## Work required:
Put each line of the records below into a Markdown table with the columns Row and Line, numbering the rows and leaving out blank lines.

— START OF Data —

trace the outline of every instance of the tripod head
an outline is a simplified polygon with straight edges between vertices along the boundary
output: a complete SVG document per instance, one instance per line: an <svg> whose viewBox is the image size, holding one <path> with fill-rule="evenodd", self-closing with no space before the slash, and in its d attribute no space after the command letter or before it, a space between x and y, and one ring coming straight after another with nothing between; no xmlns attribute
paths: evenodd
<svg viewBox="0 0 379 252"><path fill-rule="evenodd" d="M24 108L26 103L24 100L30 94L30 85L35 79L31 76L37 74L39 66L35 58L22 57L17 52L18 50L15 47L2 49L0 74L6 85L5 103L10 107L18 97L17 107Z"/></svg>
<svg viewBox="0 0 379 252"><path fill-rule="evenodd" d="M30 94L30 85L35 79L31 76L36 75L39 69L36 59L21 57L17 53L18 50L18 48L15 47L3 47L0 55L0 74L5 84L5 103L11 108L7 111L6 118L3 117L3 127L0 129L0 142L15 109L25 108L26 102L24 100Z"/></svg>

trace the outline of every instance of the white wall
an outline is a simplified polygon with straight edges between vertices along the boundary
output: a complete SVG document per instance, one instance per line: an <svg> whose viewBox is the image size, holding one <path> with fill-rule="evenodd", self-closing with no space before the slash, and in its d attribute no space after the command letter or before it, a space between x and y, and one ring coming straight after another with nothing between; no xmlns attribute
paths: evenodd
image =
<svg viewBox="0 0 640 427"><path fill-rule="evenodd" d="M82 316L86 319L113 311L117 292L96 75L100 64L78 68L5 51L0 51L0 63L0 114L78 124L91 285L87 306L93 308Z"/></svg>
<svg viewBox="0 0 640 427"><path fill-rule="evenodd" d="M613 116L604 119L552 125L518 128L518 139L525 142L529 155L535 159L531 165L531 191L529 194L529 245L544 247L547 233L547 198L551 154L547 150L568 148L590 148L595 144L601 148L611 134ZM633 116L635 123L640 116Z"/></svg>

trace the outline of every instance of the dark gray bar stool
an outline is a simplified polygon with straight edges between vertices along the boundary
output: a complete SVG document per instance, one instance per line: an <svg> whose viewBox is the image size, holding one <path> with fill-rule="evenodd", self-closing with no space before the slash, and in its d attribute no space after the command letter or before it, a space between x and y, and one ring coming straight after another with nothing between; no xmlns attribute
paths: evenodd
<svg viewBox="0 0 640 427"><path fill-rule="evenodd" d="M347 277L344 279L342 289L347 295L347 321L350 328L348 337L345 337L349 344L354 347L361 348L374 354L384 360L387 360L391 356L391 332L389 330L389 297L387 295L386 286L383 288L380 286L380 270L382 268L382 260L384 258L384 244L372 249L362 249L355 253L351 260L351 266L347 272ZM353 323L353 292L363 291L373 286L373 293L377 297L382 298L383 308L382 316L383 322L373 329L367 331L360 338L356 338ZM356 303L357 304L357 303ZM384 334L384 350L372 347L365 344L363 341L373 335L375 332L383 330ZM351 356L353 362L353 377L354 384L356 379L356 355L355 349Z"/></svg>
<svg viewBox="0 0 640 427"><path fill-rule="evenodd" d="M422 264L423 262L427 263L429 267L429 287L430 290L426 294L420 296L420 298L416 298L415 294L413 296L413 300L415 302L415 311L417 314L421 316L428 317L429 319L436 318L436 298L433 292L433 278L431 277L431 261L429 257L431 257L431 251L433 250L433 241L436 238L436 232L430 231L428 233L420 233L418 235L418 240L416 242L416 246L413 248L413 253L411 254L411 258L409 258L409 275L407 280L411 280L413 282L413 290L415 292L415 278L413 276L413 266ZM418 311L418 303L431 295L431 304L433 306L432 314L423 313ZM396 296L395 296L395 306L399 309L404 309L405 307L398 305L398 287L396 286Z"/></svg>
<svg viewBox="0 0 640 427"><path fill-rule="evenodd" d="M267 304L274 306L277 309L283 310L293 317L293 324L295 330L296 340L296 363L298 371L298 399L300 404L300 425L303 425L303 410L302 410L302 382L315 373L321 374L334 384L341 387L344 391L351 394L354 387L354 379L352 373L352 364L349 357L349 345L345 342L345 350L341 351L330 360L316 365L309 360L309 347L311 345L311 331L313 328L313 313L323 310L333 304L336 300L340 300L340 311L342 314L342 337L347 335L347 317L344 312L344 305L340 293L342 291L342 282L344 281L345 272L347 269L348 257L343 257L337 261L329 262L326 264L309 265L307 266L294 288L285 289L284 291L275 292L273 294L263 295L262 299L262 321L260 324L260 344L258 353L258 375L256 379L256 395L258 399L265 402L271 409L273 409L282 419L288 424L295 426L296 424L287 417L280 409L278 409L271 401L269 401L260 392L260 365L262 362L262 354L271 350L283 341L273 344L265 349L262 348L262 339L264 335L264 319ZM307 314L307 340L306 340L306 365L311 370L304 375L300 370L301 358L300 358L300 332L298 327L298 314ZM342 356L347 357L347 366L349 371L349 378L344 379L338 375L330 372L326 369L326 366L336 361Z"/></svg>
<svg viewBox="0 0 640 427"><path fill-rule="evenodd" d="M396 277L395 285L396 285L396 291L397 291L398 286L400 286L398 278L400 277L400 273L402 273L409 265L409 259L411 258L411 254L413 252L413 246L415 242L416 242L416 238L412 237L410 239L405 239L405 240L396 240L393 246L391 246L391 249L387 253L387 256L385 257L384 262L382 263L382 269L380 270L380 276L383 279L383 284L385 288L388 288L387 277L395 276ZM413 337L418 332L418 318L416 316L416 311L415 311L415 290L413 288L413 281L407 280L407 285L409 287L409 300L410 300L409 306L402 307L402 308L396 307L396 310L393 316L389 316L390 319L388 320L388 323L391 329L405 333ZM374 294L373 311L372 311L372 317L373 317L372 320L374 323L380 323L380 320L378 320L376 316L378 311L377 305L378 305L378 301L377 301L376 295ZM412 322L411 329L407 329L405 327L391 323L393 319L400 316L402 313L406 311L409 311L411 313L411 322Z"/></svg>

— END OF Data —

## Solved exercise:
| Row | Line |
|---|---|
| 1 | trace the outline of every instance of the tripod head |
| 2 | an outline is a simplified polygon with straight edges between vertices along the boundary |
| 3 | output: a complete SVG document per instance, one instance per line: an <svg> whose viewBox is the image size, holding one <path> with fill-rule="evenodd", self-closing with no space before the slash, and in its d attribute no space after the command letter or before it, a space between x and y, and one ring coming straight after another with nothing between; no xmlns attribute |
| 4 | paths: evenodd |
| 5 | <svg viewBox="0 0 379 252"><path fill-rule="evenodd" d="M24 108L26 103L24 100L30 94L30 85L35 79L31 76L37 74L39 66L35 58L22 57L17 52L18 50L15 47L2 49L0 74L6 85L5 103L10 107L18 97L17 107Z"/></svg> |
| 6 | <svg viewBox="0 0 379 252"><path fill-rule="evenodd" d="M30 94L30 85L35 79L31 76L36 75L39 69L36 59L21 57L17 53L18 50L18 48L15 47L3 47L0 55L0 74L5 84L5 103L11 108L7 111L6 118L3 117L3 127L0 129L0 142L15 109L25 108L26 102L24 100Z"/></svg> |
| 7 | trace the outline of every instance of the white wall |
| 8 | an outline is a simplified polygon with straight edges between vertices along the boundary |
| 9 | output: a complete SVG document per instance, one instance per line: an <svg> whose viewBox is the image size, holding one <path> with fill-rule="evenodd", self-closing with no space before the slash, and in its d attribute no space after the command letter or before it, a space between x and y, and one ring coming straight after another with nothing between; no xmlns attribute |
| 10 | paths: evenodd |
| 11 | image = |
| 12 | <svg viewBox="0 0 640 427"><path fill-rule="evenodd" d="M82 316L86 319L113 311L117 292L96 75L100 64L78 68L5 51L0 51L0 63L0 114L78 124L91 285L87 306L93 308Z"/></svg> |
| 13 | <svg viewBox="0 0 640 427"><path fill-rule="evenodd" d="M613 116L604 119L552 125L518 128L518 139L525 142L529 155L535 159L531 165L531 191L529 194L529 245L544 247L547 233L547 198L551 154L547 150L568 148L590 148L595 144L601 148L611 134ZM633 116L635 123L640 116Z"/></svg> |
| 14 | trace the outline of every instance of the dark gray bar stool |
| 15 | an outline is a simplified polygon with straight edges between vertices along the boundary |
| 16 | output: a complete SVG document per instance, one instance per line: an <svg> whose viewBox is the image size, holding one <path> with fill-rule="evenodd", self-closing with no space before the slash, and in its d attribute no space after the command letter or before it, a space between x and y, and one ring coming straight after another with nothing between; no xmlns attribute |
| 17 | paths: evenodd |
| 18 | <svg viewBox="0 0 640 427"><path fill-rule="evenodd" d="M347 277L344 279L342 289L347 295L347 321L350 328L348 337L345 337L349 344L354 347L361 348L374 354L384 360L387 360L391 356L391 332L389 330L389 297L387 295L386 286L383 288L380 286L380 270L382 268L382 260L384 258L384 244L372 249L362 249L355 253L351 260L351 266L347 272ZM353 323L353 292L363 291L373 286L373 293L377 297L382 298L383 308L382 316L383 322L373 329L367 331L360 338L356 338ZM356 303L357 304L357 303ZM384 334L384 350L372 347L365 344L363 341L373 335L375 332L383 330ZM351 356L353 362L353 377L354 384L356 379L356 355L355 349Z"/></svg> |
| 19 | <svg viewBox="0 0 640 427"><path fill-rule="evenodd" d="M422 264L423 262L427 263L429 267L429 287L430 290L426 294L420 296L420 298L416 298L415 294L413 296L413 300L415 302L415 311L417 314L421 316L428 317L429 319L436 318L436 298L433 292L433 278L431 277L431 261L429 257L431 257L431 251L433 250L433 241L436 238L436 232L430 231L428 233L420 233L418 235L418 240L416 242L416 246L413 248L413 253L411 254L411 258L409 258L409 275L407 280L411 280L413 282L413 290L415 292L415 278L413 276L413 266ZM418 311L418 303L431 295L431 304L433 306L432 314L423 313ZM396 296L395 296L395 306L399 309L404 309L405 307L398 305L398 287L396 286Z"/></svg> |
| 20 | <svg viewBox="0 0 640 427"><path fill-rule="evenodd" d="M267 304L274 306L277 309L283 310L293 317L293 324L295 330L296 340L296 363L298 371L298 399L300 404L300 425L303 425L303 410L302 410L302 382L315 373L321 374L334 384L341 387L344 391L351 394L354 387L354 379L352 373L352 364L349 357L349 345L345 342L345 350L341 351L330 360L316 365L309 360L309 347L311 345L311 331L313 328L313 313L323 310L333 304L336 300L340 300L340 311L342 314L342 337L347 335L347 317L344 312L344 305L340 293L342 291L342 282L344 281L345 272L347 269L348 257L343 257L337 261L329 262L326 264L309 265L307 266L294 288L285 289L284 291L275 292L273 294L263 295L262 299L262 321L260 324L260 344L258 353L258 375L256 379L256 395L258 399L265 402L271 409L273 409L282 419L288 424L295 426L296 424L287 417L280 409L278 409L271 401L269 401L260 392L260 365L262 362L262 354L271 350L283 341L273 344L265 349L262 348L262 339L264 335L264 319ZM307 314L307 340L306 340L306 365L311 370L304 375L300 370L301 358L300 358L300 332L298 327L298 314ZM342 356L347 357L347 366L349 371L349 378L344 379L338 375L330 372L326 369L326 366L336 361Z"/></svg> |
| 21 | <svg viewBox="0 0 640 427"><path fill-rule="evenodd" d="M396 277L395 285L396 285L396 291L397 291L398 286L400 286L398 278L400 277L400 273L402 273L409 265L409 259L411 258L411 254L413 252L413 246L415 242L416 242L416 238L412 237L410 239L405 239L405 240L396 240L393 246L391 246L391 249L387 253L387 256L385 257L384 262L382 263L382 269L380 270L380 276L383 279L383 284L385 288L388 288L387 277L395 276ZM413 337L418 332L418 318L416 316L416 311L415 311L415 290L413 288L413 281L407 280L407 285L409 287L409 300L410 300L409 306L402 307L402 308L396 307L396 310L393 316L389 316L390 319L388 320L388 323L391 329L405 333ZM374 294L373 311L372 311L372 317L373 317L372 320L374 323L380 323L380 320L378 320L376 316L378 311L377 305L378 305L378 301L377 301L376 295ZM412 322L411 329L407 329L405 327L391 323L393 319L400 316L402 313L406 311L409 311L411 313L411 322Z"/></svg> |